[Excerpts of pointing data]
^^^^^^^^^^^^^^^^
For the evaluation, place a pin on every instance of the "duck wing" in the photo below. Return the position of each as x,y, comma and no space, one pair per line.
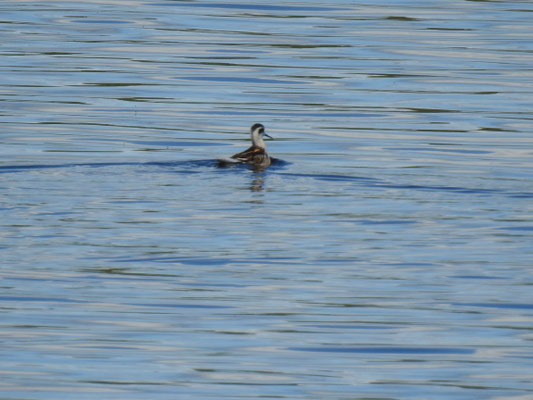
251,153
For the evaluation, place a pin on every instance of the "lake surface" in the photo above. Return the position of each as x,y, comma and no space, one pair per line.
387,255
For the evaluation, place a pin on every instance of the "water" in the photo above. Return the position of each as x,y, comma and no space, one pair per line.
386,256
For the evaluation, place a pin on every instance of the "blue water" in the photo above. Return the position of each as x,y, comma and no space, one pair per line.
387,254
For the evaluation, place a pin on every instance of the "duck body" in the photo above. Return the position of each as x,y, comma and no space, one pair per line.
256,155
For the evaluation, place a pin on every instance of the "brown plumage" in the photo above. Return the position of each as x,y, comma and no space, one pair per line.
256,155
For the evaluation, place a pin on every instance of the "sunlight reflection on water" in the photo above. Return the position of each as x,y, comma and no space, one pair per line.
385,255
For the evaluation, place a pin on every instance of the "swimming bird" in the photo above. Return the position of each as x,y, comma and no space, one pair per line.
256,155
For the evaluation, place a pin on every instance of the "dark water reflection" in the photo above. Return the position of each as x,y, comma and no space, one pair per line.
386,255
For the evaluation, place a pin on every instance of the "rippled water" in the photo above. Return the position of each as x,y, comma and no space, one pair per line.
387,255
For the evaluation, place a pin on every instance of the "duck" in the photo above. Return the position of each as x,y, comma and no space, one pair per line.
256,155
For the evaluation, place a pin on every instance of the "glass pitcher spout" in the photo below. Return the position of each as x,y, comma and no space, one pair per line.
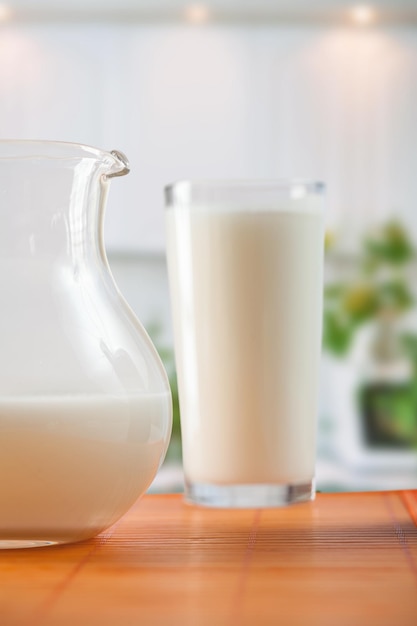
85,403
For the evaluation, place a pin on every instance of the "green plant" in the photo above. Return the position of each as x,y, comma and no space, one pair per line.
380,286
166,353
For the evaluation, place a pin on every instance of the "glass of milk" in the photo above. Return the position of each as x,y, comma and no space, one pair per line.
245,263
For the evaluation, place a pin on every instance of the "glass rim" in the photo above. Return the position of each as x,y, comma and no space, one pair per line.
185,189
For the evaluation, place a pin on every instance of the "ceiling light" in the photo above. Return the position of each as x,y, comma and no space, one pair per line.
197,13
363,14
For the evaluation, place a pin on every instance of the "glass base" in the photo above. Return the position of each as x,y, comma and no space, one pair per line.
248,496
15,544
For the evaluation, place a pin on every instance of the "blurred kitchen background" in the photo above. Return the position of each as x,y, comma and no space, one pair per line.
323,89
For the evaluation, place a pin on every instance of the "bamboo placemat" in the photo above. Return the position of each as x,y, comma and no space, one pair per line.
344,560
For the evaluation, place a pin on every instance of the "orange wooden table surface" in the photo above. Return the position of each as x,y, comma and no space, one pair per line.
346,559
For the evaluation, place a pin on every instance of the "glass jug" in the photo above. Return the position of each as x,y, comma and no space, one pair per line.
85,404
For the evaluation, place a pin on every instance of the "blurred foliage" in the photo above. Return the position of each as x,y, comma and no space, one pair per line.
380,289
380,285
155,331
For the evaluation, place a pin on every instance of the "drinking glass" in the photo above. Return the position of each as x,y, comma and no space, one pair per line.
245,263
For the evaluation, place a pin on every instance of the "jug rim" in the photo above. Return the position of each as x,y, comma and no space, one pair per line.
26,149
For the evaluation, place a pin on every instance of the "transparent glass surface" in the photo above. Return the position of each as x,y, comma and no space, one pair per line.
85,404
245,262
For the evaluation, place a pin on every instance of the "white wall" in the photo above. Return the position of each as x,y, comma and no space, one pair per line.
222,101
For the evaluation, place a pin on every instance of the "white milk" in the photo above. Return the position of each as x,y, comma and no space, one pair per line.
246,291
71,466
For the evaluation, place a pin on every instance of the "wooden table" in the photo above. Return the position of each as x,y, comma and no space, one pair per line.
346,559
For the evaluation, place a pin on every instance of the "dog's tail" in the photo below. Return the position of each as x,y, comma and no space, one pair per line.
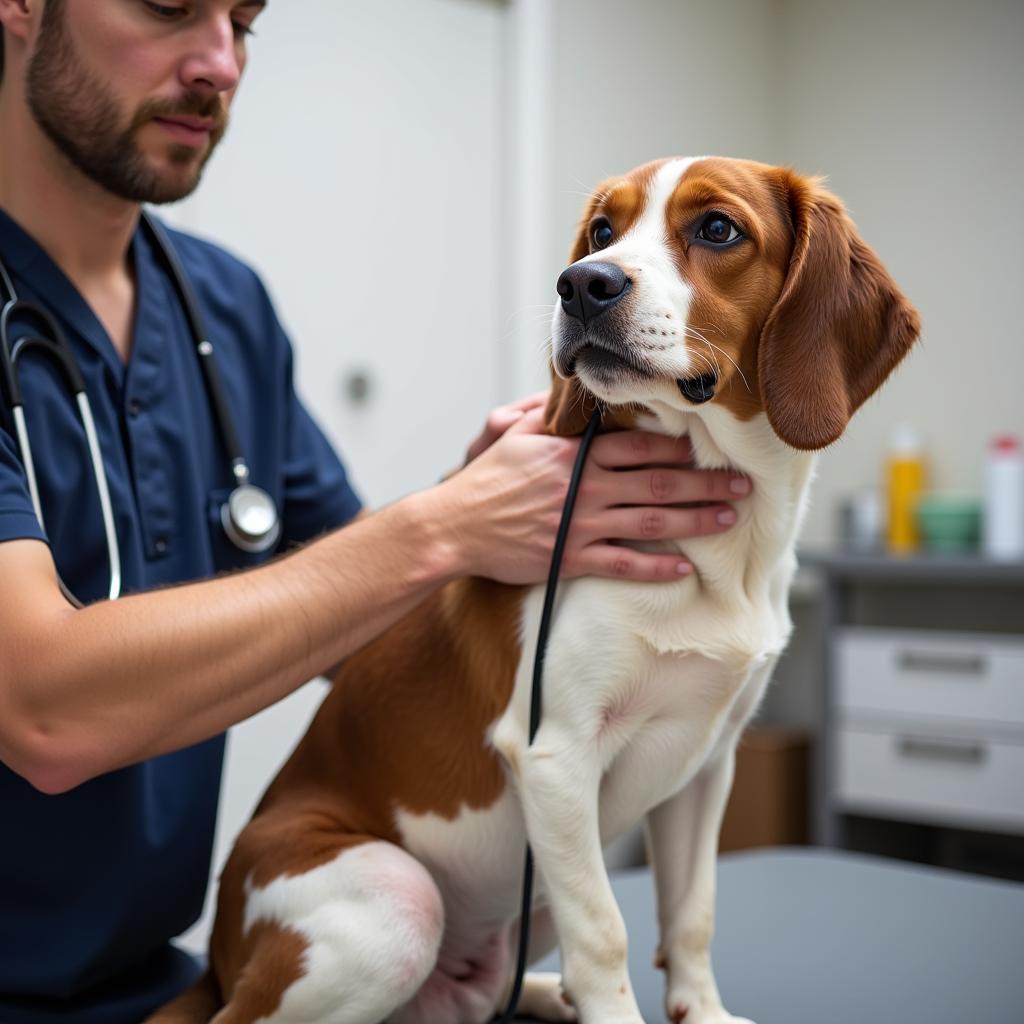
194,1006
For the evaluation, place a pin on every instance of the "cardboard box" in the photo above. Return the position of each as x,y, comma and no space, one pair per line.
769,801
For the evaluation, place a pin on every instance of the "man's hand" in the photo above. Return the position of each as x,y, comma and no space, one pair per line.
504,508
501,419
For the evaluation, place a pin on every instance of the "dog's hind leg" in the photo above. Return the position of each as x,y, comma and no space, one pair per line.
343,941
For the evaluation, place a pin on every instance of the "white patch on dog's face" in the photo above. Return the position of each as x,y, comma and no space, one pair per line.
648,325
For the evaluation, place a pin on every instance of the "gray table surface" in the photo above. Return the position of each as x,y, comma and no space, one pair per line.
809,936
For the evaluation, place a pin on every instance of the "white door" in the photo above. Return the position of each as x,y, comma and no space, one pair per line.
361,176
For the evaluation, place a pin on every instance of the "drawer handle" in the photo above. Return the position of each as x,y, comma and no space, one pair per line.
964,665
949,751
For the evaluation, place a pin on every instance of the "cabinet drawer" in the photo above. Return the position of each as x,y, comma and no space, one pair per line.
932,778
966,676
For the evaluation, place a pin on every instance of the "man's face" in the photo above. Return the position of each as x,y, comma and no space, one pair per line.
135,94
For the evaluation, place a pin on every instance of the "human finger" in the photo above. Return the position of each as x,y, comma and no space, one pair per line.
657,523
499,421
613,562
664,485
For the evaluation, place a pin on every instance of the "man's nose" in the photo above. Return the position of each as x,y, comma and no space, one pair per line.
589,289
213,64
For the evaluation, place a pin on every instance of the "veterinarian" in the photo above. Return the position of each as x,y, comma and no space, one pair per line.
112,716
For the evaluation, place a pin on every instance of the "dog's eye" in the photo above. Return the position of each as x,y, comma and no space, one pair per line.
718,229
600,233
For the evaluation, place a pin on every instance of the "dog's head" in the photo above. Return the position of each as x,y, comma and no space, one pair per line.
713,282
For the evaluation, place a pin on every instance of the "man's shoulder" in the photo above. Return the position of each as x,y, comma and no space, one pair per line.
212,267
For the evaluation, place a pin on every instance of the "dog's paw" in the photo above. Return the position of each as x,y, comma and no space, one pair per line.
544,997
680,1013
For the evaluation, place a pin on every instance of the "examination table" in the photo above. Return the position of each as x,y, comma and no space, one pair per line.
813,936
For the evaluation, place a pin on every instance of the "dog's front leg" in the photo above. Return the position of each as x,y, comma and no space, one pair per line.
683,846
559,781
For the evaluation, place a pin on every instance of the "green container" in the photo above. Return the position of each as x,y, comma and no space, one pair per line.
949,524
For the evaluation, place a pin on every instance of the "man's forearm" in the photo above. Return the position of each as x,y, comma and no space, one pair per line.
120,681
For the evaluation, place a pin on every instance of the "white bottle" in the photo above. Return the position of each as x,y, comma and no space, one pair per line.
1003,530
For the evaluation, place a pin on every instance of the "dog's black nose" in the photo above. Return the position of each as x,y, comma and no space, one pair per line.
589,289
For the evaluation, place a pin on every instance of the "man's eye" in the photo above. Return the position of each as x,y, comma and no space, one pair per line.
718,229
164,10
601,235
^^^^^^^^^^^^^^^^
What the task requires:
Find each line in the rows above that contains the word "surface" and copy every one of those lines in full.

Task response:
For the evaluation, place a pin on every instance of the "lake surface" in the photo above. Return the position of each as x,y, comma and no space, one pair per line.
For the evaluation, place a pin on every instance of the "orange wooden table surface" in the photo above. Return the position of each as x,y, comma and no space, one pair per line.
For the evaluation, place a pin on every instance of the "transparent glass surface" in the photo above. Return the position of each as x,y, comma and no space, one pair per line.
For the evaluation, place a pin on every instance of the "gray table surface" in the photo above. Return the position of each as x,y, comma and no space, one pair per line.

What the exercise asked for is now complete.